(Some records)
◆ ◆ ◆

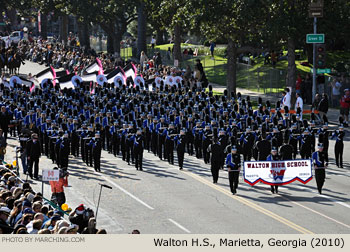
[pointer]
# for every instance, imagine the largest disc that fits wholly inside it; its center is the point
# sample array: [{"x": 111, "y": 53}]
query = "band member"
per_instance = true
[
  {"x": 216, "y": 158},
  {"x": 180, "y": 141},
  {"x": 273, "y": 157},
  {"x": 138, "y": 149},
  {"x": 96, "y": 145},
  {"x": 233, "y": 163},
  {"x": 33, "y": 154},
  {"x": 319, "y": 161},
  {"x": 339, "y": 145}
]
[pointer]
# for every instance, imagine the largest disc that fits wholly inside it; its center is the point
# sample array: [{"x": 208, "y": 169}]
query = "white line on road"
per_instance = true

◆ ◆ ◆

Transcribe every line of the records above without changing anything, and leave the pictures out of your answer.

▸ TASK OUTPUT:
[pointer]
# for every instance, imagine the largest disc that fits wholly inside it; its center is the point
# sample array: [{"x": 111, "y": 53}]
query = "band member"
per_instance = true
[
  {"x": 216, "y": 158},
  {"x": 180, "y": 141},
  {"x": 273, "y": 157},
  {"x": 138, "y": 149},
  {"x": 96, "y": 145},
  {"x": 233, "y": 163},
  {"x": 33, "y": 154},
  {"x": 319, "y": 161},
  {"x": 339, "y": 145}
]
[pointer]
# for every instance, imagine the largest disc that fits wholly inside it; its center is the point
# sample array: [{"x": 208, "y": 169}]
query = "white line on road"
per_instance = true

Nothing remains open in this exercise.